Le Casse tête de la semaine, sous la houlette de la fermière Lajemy, nous a mis les mots de tête à l'envers pour jouer avec.

Je l'ai abordé ICI à ma manière un peu décalée.

 

Dans ce billet, voici le texte en entier du poème de Victor Hugo dont je vous ai présenté les huit premiers vers :

(pour une meilleure compréhension, je me permets de transcrire les notes de l'éditeur. J'espère qu'il ne m'en tiendra pas rigueur, et j'ajoute aussi quelques notes personnelles notées 1*, 2*, etc)

 

 

Le pere F en 73poesiegrandpere75mondion55.jpgVHugoartgrandpere 

 

 

 

 

Grand âge et bas âge mêlés

X

 

Tout pardonner c'est trop, tout donner, c'est beaucoup !

Eh bien, je donne tout et je pardonne tout

Aux petits ; et votre oeil sévère me contemple.

Toute cette clémence est de mauvais exemple.

Faire de l'amnistie(1) en chambre est périlleux.

Absoudre des forfaits commis par des yeux bleus

Et par des doigts vermeils et purs, c'est effroyable.

Si cela devenait contagieux, que diable !

Il faut un peu songer à la société.

La férocité sied à la paternité ;

Le sceptre doit avoir la trique pour compagne ;

L'idéal, c'est un Louvre appuyé sur un bagne ;

Le bien doit être fait par une main de fer.

Quoi ! si vous étiez Dieu, vous n'auriez pas d'enfer ?

Presque pas. Vous croyez que je serais bien aise

De voir mes enfants cuire au fond d'une fournaise ?

Eh bien ! non. Ma foi non ! J'en fais mea-culpa ;

Plutôt que Sabaoth je serais Grand-papa.

Plus de religion alors ? Comme vous dites.

Plus de société ? Retour aux troglodytes,

Aux sauvages(2*), aux gens vêtus de peaux de loups(3*) ?

Non, retour au vrai Dieu, distinct du Dieu jaloux,

Retour à la sublime innocence première,

Retour à la raison, retour à la lumière !

Alors vous êtes fou, grand-père. J'y consens.

Tenez, messieurs les forts et messieurs les puissants,

Défiez-vous de moi, je manque de vengeance.

Qui suis-je ? Le premier venu, plein d'indulgence,

Préférant la jeune aube à l'hiver pluvieux,

Homme ayant fait des lois, mais repentant et vieux,

Qui blâme quelquefois mais qui jamais ne damne,

Autorité foulée aux petits pieds de Jeanne,

Pas sûr de tout savoir, en doutant même un peu,

Toujours tenté d'offrir aux gens sans feu ni lieu

Un coin du toit, un coin du foyer, moins sévère

Aux péchés qu'on honnit qu'aux forfaits qu'on révère,

Capable d'avouer les êtres sans aveu.

Ah ! ne m'élevez pas au grade de bon Dieu !

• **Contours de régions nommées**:

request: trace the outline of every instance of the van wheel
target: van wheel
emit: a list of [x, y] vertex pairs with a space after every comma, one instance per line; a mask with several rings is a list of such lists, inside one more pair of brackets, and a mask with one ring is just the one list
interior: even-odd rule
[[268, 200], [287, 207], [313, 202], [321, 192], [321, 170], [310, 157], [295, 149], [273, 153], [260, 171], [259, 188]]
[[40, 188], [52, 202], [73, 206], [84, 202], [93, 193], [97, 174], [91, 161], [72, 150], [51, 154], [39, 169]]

• **CONSIGNES**:
1: Dites si chacune des affirmations suivantes concorde avec l'extrait fourni, en appuyant chaque oui ou non sur les mots décisifs du texte cités tels quels. (a) Le billet donne en entier un poème de Victor Hugo dont les huit premiers vers avaient déjà été présentés. (b) Le grand-père affirme qu'il serait Sabaoth plutôt que Grand-papa. (c) Les notes personnelles ajoutées au poème sont repérées par des lettres.
2: Poursuivez le billet sur le poème de Victor Hugo à partir de son dernier vers cité.

• **RÉPONSES**:
1:
(a) Oui : « voici le texte en entier du poème de Victor Hugo dont je vous ai présenté les huit premiers vers ».
(b) Non : « Plutôt que Sabaoth je serais Grand-papa. »
(c) Non : « quelques notes personnelles notées 1*, 2*, etc ».

2:
Voyez-vous, je ferais toutes sortes de choses

Bizarres ; je rirais ; j'aurais pitié des roses,

Des femmes, des vaincus, des faibles, des tremblants ;

Mes rayons seraient doux comme des cheveux blancs ;

J'aurais un arrosoir assez vaste pour faire

Naître des millions de fleurs dans toute sphère,

Partout, et pour éteindre au loin le triste enfer(2) ;

Lorsque je donnerais un ordre, il serait clair ;

Je cacherais le cerf aux chiens flairant sa piste ;

Qu'un tyran pût jamais se nommer mon copiste,

Je ne le voudrais pas ; je dirais : Joie à tous !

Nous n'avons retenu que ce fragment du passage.